The setting is awesome to work with, and this is far from the first time I've been drawn to start writing it. I was in the process of writing something 20+ years forward in this setting instead, from 3rd person omniscient view before <things happened and I stopped>. It would've been less good, and far less interesting than this is to write. Sure, plenty of (supposed) 'depth' to the character interactions, and probably still 'higher than average' level of quality, but it wouldn't have been nearly so much fun to work with. I hope the story *stays* great as I open it up. I've made a lot of decisions that would absolutely hamper most similar works such as no 'actual fight scenes' despite being in a *perfect* setting for fun fight scenes >___< (Battles? Conquering? 'Technically' I suppose... but fights? Definitively impossible to have from Mira's perspective).
Also, I hope I didn't spoil much with the 'in-depth character explanations'? I suppose I figured a lot of those things weren't much for spoilers, but I could have certainly be wrong: spoiler is purely the things mentioned above and how I figured they 'weren't' spoilers, but if they were I might as well put them behind bars
scars on Arianna aren't directly mentioned despite the mindset capable of leaving them there being noted (wasn't able to bring herself to resist any single one of Mira's actions? That suggests to me a cause for resistance... 'compensation extracted', 'rightful retribution'?). I don't know if that's particularly hidden, but Mira's perspective isn't as informative as it could be.

* * * * *

What to work on: According to the author's note, from what point of view was the earlier piece set 20+ years forward being written? The records are not needed here.

* * * * *

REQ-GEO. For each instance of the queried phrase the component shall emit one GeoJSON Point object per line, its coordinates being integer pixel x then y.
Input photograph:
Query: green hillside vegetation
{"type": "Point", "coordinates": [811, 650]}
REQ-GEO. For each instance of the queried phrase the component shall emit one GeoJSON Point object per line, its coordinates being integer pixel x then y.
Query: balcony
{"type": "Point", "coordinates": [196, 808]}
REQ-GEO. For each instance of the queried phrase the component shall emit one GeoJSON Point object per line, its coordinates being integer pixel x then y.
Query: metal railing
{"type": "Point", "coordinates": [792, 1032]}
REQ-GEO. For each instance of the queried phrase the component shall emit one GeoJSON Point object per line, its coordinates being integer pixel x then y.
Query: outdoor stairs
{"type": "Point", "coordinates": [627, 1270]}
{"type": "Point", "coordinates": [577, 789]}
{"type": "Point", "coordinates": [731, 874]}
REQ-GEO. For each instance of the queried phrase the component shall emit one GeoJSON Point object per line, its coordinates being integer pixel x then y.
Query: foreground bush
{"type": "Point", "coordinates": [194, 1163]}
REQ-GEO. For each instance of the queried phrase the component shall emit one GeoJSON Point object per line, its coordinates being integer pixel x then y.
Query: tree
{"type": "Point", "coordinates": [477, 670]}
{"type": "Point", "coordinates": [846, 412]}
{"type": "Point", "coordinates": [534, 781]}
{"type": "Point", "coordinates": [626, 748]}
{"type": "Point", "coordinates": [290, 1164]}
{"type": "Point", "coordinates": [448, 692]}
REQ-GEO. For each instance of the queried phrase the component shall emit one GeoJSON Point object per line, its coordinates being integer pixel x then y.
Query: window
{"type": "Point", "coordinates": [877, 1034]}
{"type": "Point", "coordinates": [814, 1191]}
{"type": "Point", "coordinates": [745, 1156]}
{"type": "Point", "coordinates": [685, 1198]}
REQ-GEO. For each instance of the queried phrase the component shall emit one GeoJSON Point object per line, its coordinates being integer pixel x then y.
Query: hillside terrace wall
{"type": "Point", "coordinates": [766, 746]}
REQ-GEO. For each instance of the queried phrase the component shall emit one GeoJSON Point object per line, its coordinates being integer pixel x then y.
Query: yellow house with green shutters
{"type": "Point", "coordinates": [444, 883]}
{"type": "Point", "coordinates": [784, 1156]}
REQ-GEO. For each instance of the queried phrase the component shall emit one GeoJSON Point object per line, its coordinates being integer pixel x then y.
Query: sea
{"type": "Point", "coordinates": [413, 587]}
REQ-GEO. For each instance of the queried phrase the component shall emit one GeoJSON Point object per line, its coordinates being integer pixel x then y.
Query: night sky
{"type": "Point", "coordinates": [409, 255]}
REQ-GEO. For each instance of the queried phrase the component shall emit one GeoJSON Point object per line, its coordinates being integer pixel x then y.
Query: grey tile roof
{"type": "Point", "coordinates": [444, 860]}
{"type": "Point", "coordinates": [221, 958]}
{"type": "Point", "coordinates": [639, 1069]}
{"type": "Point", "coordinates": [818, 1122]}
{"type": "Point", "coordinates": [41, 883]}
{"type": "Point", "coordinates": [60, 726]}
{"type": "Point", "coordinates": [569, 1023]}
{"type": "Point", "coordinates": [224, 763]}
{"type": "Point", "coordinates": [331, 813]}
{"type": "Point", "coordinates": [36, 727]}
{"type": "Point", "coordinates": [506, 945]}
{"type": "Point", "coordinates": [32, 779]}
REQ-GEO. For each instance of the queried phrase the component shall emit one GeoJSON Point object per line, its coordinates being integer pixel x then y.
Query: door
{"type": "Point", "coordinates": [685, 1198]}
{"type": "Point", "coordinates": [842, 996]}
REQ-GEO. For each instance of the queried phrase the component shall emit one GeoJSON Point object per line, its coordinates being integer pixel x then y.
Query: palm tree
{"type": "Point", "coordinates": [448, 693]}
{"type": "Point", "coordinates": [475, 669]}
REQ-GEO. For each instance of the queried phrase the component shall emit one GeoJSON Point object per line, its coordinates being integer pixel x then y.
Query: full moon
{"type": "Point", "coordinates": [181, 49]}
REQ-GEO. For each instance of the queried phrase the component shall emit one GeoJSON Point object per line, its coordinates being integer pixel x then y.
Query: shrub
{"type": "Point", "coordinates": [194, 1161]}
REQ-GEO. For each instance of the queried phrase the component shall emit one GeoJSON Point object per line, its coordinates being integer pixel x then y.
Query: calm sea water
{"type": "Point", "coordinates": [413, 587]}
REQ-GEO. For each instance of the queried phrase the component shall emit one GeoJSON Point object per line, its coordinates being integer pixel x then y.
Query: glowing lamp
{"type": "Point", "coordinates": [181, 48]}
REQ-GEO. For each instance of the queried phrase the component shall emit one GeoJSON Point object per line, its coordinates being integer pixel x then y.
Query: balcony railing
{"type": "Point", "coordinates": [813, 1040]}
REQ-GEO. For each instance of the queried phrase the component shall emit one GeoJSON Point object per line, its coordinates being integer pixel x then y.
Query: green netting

* * * * *

Written reply: Third person omniscient.